Content starts
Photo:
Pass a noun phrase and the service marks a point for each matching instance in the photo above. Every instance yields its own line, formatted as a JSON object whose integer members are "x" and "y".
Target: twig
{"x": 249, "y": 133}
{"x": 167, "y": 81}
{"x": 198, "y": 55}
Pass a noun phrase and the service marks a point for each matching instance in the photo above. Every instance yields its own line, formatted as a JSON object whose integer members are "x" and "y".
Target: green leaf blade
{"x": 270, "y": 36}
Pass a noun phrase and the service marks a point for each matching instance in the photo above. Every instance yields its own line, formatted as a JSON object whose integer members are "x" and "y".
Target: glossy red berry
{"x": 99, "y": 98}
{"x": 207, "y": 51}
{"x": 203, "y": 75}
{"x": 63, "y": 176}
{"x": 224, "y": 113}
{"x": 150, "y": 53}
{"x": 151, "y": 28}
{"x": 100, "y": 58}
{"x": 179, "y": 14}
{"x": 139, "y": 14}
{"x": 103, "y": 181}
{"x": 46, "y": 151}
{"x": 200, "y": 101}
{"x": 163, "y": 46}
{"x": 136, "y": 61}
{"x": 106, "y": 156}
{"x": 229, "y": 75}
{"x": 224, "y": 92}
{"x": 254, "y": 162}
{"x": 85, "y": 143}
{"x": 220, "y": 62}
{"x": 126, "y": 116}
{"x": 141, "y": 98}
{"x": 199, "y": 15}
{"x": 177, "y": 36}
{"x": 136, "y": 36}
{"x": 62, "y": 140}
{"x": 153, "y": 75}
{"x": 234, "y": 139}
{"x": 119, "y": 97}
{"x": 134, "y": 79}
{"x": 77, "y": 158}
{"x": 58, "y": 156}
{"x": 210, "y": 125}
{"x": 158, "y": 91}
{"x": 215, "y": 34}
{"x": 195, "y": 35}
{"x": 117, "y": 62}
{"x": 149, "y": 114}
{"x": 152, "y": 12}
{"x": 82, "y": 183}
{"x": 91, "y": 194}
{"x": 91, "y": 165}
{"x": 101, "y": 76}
Content ends
_How to complete this task_
Would you transcribe every entry exactly?

_Response to this task_
Photo:
Pass a noun phrase and the service marks a point for each matching instance in the photo above. Every instance yields its own line, formatted as a JSON object whose integer members are "x" and "y".
Target: twig
{"x": 249, "y": 133}
{"x": 167, "y": 81}
{"x": 198, "y": 55}
Pass a noun phrase and the service marks a point for each matching instance in the photo above. Every instance yields its own line, formatted as a JSON object whose integer members are "x" and "y".
Target: green leaf blade
{"x": 270, "y": 36}
Pass a noun phrase and the service marks a point for each matching instance in the photo above. Every instance yields its own line, formatted as a JSON object whose integer members are "x" and "y".
Target: glossy red berry
{"x": 99, "y": 98}
{"x": 207, "y": 51}
{"x": 203, "y": 75}
{"x": 63, "y": 176}
{"x": 224, "y": 113}
{"x": 150, "y": 53}
{"x": 151, "y": 28}
{"x": 100, "y": 58}
{"x": 179, "y": 14}
{"x": 139, "y": 14}
{"x": 103, "y": 181}
{"x": 46, "y": 151}
{"x": 200, "y": 101}
{"x": 163, "y": 46}
{"x": 136, "y": 61}
{"x": 106, "y": 156}
{"x": 229, "y": 75}
{"x": 224, "y": 92}
{"x": 254, "y": 162}
{"x": 85, "y": 143}
{"x": 220, "y": 62}
{"x": 126, "y": 116}
{"x": 141, "y": 98}
{"x": 199, "y": 15}
{"x": 177, "y": 36}
{"x": 136, "y": 36}
{"x": 62, "y": 140}
{"x": 153, "y": 75}
{"x": 234, "y": 139}
{"x": 119, "y": 97}
{"x": 134, "y": 79}
{"x": 77, "y": 158}
{"x": 58, "y": 156}
{"x": 210, "y": 125}
{"x": 158, "y": 91}
{"x": 215, "y": 34}
{"x": 195, "y": 35}
{"x": 117, "y": 62}
{"x": 149, "y": 114}
{"x": 152, "y": 12}
{"x": 82, "y": 183}
{"x": 91, "y": 194}
{"x": 91, "y": 165}
{"x": 101, "y": 76}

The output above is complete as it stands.